→ **Instruction**
Rewrite the stretch of rows from the line containing "TASK = point to the plowed" through the end of the rows, with "metal fence rail" in place of "wooden fence rail" and everything else unchanged. Give only those lines.

→ **The data**
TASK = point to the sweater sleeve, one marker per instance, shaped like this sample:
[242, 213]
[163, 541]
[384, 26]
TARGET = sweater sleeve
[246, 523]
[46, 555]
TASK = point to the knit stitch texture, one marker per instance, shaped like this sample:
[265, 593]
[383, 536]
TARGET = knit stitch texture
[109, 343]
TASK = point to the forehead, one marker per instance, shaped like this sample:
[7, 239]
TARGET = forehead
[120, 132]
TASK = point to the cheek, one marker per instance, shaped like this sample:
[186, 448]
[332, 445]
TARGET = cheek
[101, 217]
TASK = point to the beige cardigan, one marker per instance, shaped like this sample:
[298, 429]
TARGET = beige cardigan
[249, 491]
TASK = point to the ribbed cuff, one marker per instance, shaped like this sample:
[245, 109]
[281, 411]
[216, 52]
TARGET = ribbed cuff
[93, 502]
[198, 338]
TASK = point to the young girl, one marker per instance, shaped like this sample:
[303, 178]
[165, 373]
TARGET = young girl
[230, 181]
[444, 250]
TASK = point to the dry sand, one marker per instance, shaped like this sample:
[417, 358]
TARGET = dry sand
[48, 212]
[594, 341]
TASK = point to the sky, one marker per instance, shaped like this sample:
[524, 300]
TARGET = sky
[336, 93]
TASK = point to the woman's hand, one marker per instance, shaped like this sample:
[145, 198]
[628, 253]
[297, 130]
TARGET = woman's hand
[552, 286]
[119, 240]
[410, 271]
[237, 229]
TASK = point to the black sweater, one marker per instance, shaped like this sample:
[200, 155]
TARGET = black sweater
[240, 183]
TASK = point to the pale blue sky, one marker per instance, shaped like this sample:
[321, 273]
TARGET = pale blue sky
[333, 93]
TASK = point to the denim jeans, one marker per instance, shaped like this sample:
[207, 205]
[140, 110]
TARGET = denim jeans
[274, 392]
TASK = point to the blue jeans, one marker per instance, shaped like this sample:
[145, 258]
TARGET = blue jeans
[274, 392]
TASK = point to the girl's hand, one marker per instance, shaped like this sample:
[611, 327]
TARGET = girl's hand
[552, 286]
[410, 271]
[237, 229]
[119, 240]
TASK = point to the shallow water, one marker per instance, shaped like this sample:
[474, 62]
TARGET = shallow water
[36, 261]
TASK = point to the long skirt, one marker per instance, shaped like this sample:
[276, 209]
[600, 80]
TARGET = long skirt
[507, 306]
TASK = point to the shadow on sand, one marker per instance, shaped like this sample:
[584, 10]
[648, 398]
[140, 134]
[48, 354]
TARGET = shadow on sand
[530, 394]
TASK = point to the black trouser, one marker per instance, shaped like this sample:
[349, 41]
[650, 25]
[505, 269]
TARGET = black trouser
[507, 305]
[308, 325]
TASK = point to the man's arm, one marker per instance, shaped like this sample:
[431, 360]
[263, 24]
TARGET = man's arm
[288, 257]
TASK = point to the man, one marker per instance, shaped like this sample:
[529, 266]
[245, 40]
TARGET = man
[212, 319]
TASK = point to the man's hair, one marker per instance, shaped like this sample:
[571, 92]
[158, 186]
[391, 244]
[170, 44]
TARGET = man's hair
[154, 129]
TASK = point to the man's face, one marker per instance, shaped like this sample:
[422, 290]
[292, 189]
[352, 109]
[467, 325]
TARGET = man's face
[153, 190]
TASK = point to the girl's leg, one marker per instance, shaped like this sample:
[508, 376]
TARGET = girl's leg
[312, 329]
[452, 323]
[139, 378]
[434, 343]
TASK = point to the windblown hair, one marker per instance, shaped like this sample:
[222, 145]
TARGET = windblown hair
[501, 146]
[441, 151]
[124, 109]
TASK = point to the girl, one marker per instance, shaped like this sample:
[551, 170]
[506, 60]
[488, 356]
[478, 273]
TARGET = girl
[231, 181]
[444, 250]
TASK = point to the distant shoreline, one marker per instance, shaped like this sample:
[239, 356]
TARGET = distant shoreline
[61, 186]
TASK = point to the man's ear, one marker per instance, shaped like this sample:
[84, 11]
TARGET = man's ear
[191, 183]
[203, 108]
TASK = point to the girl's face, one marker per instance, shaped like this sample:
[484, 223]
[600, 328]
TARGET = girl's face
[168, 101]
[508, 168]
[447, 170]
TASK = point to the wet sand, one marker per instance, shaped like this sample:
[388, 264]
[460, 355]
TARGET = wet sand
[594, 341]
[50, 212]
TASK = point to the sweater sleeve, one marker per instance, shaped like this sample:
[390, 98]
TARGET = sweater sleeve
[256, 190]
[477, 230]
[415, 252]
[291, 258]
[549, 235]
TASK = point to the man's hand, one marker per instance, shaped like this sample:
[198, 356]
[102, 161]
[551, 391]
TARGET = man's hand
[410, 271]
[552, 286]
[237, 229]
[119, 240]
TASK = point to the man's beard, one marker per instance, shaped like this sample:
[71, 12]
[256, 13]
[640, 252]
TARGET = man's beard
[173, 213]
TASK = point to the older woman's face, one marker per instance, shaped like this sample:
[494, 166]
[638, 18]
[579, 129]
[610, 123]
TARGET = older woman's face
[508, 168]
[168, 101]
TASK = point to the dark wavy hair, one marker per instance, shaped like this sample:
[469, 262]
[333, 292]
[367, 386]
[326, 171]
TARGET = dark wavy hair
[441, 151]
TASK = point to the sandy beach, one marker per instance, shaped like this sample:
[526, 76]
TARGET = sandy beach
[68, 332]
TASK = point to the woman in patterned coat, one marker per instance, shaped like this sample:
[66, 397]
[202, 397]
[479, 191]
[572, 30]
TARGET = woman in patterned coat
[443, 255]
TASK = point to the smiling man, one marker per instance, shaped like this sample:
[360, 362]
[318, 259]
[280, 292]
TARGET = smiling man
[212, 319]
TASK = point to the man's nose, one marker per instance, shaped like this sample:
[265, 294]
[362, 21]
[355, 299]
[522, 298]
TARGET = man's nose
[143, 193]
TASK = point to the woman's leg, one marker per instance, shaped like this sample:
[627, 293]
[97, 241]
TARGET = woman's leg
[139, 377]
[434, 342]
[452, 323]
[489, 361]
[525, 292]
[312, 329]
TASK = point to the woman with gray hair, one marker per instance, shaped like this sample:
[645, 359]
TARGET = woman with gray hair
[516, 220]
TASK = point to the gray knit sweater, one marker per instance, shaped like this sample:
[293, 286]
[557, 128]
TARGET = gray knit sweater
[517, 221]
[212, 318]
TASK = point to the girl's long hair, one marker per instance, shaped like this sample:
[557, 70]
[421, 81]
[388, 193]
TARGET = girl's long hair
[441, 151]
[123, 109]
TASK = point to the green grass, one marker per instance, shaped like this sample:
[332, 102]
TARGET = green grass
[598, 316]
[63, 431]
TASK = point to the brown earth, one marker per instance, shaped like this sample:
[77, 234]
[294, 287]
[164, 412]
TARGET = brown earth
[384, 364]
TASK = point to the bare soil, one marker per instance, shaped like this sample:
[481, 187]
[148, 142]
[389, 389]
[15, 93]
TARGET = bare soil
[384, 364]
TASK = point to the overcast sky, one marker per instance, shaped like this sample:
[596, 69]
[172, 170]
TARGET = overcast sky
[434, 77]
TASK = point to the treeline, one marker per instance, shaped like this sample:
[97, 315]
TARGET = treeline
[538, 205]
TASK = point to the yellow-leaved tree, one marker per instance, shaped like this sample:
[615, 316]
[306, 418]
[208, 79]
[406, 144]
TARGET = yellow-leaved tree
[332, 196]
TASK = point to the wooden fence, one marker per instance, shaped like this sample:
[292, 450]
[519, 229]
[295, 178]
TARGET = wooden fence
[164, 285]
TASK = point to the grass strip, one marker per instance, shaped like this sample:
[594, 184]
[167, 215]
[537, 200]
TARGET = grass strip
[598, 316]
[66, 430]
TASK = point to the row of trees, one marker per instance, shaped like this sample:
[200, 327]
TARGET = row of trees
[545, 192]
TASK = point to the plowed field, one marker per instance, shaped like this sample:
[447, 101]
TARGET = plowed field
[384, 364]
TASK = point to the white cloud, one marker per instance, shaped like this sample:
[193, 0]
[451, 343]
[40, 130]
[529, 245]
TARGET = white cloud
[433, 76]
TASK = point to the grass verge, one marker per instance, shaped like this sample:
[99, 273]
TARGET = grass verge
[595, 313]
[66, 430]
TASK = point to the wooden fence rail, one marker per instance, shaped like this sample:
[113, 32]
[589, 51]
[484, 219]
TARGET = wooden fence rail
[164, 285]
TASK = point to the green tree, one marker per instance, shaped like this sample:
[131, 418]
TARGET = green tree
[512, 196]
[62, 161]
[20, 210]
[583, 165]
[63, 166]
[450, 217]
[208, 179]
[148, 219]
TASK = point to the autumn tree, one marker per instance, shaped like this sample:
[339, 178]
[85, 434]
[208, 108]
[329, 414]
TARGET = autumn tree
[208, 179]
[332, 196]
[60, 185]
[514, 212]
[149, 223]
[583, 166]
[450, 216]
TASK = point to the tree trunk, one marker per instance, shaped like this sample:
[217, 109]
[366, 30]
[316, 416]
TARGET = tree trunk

→ **Solved problem**
TASK = point to the plowed field, one marker per instance, shaped like this sample:
[447, 101]
TARGET = plowed field
[384, 364]
TASK = point to the white cloud, one marker per instance, shaped like this sample:
[193, 0]
[451, 343]
[40, 130]
[529, 245]
TARGET = white cloud
[433, 76]
TASK = point to the grass verge, one marker per instance, shaped like this sample:
[99, 273]
TARGET = grass verge
[595, 313]
[66, 430]
TASK = point to the metal fence rail, one marker per instance, shaped like this sample:
[113, 32]
[589, 51]
[484, 219]
TARGET = metal fence rail
[164, 285]
TASK = point to the green tree, one marker per instance, shaped like this sample:
[131, 418]
TARGET = green tree
[512, 196]
[62, 161]
[20, 210]
[583, 165]
[63, 166]
[450, 217]
[208, 179]
[148, 219]
TASK = point to the autumn tree, one marker per instance, shaped like this sample:
[339, 178]
[85, 434]
[208, 108]
[329, 414]
TARGET = autumn tree
[208, 179]
[332, 196]
[60, 185]
[514, 212]
[149, 223]
[583, 166]
[450, 216]
TASK = point to the tree trunk, one marker per instance, shaped like this sample:
[217, 109]
[366, 30]
[316, 416]
TARGET = tree trunk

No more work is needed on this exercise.